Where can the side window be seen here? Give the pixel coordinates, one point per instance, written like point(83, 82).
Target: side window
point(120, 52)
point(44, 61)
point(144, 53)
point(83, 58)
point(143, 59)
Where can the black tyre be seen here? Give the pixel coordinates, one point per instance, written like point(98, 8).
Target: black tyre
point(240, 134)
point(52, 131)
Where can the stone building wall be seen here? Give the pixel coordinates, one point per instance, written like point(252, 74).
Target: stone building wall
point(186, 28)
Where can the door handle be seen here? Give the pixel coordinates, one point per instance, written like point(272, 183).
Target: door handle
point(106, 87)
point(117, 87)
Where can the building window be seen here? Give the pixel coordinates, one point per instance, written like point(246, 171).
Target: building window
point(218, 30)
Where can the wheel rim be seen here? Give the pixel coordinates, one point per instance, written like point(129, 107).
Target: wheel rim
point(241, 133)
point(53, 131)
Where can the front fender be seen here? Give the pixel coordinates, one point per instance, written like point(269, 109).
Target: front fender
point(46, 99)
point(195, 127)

* * *

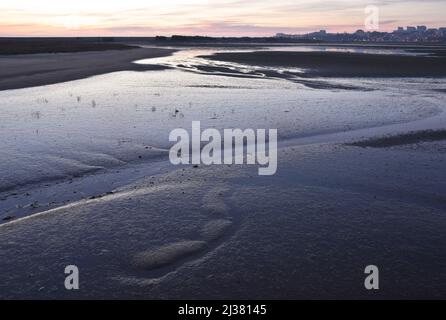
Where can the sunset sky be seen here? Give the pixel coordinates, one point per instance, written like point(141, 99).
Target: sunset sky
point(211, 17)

...

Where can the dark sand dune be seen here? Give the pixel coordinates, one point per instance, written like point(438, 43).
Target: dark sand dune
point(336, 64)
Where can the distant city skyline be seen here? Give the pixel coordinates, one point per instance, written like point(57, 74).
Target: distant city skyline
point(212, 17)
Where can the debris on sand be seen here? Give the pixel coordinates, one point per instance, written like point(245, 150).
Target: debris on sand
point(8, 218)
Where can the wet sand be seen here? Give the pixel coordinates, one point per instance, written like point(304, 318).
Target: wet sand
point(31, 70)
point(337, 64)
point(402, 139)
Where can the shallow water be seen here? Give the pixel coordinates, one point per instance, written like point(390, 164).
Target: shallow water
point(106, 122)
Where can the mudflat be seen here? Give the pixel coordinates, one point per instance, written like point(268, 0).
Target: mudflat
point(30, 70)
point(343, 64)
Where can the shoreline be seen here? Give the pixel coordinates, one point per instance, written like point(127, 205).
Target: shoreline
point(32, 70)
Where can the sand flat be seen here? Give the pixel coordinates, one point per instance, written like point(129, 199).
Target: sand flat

[TASK ITEM]
Looking back over the data above, restate word for word the lines that begin at the line with "Where can the stone" and end at the line with "Where can the front", inclusive.

[EXERCISE RESULT]
Where can the stone building wall be seen here? Give the pixel coordinates, one point per instance, written like point(252, 74).
Target: stone building wall
point(186, 28)
Where can the door handle be seen here? Give the pixel coordinates, one point per instance, written like point(272, 183).
Target: door handle
point(106, 87)
point(117, 87)
Where can the building window be seen here? Give the pixel coordinates, one point per instance, written like point(246, 171).
Target: building window
point(218, 30)
Where can the wheel rim be seen here? Give the pixel coordinates, one point per instance, written like point(129, 107).
Target: wheel rim
point(241, 133)
point(53, 131)
Where can the front fender be seen here? Give the pixel coordinates, one point per instance, written like point(269, 109).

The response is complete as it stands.